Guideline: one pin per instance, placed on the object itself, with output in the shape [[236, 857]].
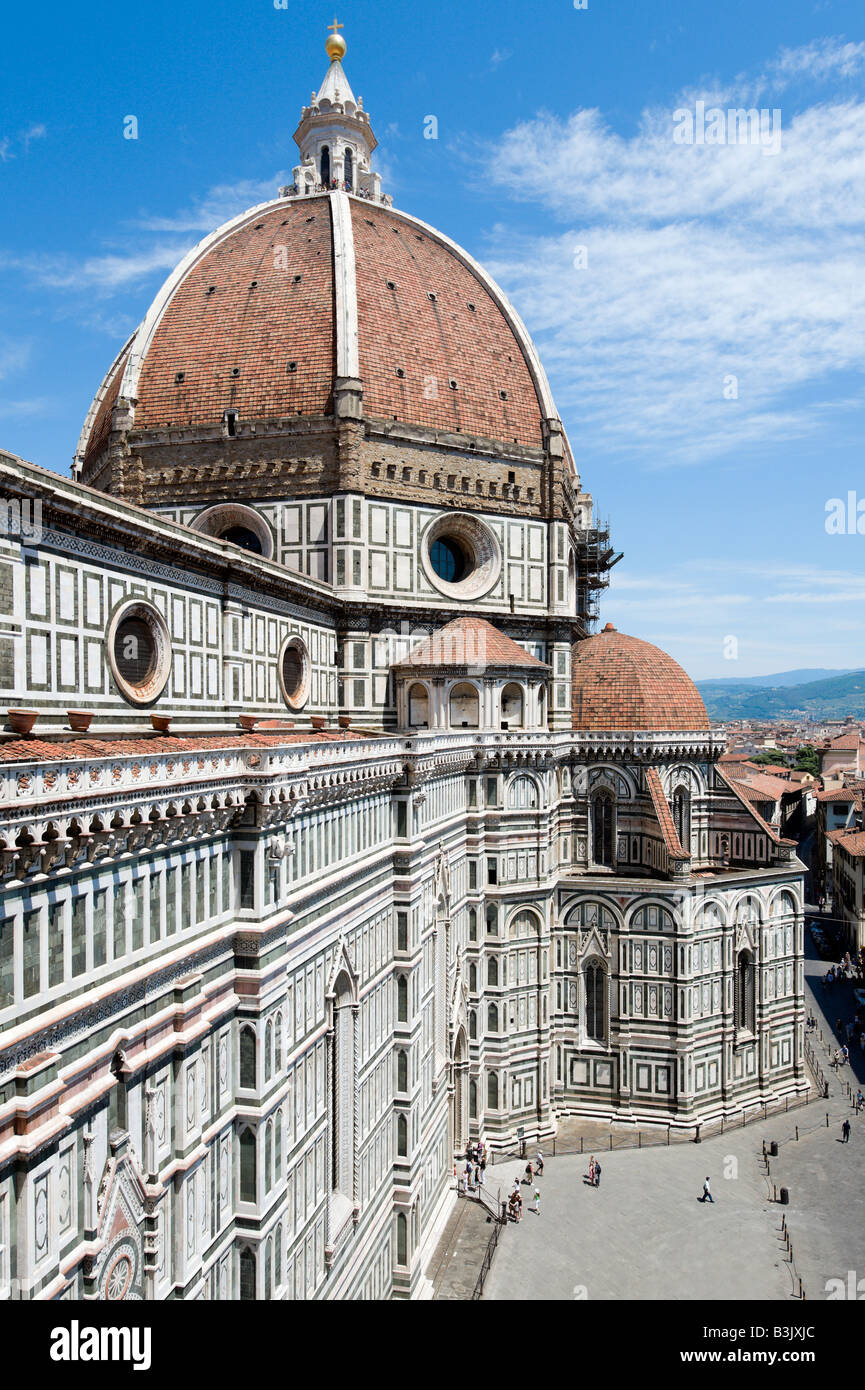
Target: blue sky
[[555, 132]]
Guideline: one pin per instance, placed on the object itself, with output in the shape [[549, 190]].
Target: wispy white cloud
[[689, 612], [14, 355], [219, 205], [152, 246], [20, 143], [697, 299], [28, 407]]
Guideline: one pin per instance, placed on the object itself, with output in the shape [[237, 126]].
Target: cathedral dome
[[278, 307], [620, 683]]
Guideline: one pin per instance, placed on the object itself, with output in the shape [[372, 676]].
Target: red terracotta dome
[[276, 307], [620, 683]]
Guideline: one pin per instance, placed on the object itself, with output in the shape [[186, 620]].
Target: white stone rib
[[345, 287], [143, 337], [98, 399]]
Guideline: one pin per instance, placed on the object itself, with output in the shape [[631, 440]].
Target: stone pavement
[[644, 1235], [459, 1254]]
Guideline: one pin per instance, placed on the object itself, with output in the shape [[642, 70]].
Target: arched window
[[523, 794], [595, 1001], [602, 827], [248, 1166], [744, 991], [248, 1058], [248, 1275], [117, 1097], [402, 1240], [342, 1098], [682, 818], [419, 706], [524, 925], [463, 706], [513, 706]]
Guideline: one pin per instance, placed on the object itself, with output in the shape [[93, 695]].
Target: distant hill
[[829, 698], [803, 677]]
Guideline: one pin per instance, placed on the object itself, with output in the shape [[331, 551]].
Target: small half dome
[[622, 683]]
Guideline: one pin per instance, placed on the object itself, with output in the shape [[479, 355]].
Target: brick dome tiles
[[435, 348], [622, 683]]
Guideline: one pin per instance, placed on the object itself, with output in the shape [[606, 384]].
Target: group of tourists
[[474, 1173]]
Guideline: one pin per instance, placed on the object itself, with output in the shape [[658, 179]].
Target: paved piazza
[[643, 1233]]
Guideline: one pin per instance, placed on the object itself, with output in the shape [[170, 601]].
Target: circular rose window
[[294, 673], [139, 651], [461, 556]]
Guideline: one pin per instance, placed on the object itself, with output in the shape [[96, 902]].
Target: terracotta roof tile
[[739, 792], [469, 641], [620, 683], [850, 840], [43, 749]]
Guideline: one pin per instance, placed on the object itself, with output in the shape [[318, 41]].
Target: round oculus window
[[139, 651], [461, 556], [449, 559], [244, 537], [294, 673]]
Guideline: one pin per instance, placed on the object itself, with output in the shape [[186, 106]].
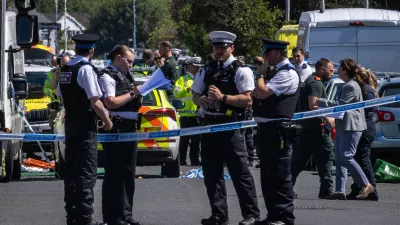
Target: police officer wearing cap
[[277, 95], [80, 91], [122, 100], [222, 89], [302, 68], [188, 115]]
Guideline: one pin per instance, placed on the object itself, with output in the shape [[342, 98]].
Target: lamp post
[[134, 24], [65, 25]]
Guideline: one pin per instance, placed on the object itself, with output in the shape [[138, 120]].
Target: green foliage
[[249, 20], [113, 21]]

##########

| Problem description |
From the line containing "Target: round oculus window" to the end of the listing, restate each line word for word and nothing more; the pictures stay out.

| Solution to the exercise |
Target: round oculus window
[[139, 651], [461, 556], [449, 559], [244, 537], [294, 673]]
Guideline: one pin per instance, placed on the object itself, with output in the shape [[186, 106]].
Target: police officer wearing cap
[[277, 95], [80, 91], [122, 100], [222, 89], [302, 68], [188, 115]]
Guideline: one pin per instance, placed on the object itself, with output in the shape [[342, 98]].
Target: lamp post
[[134, 24], [65, 25]]
Guideline: one pin per instance, placed on the object itself, with output in the shape [[138, 120]].
Target: green foliage
[[249, 20], [113, 21]]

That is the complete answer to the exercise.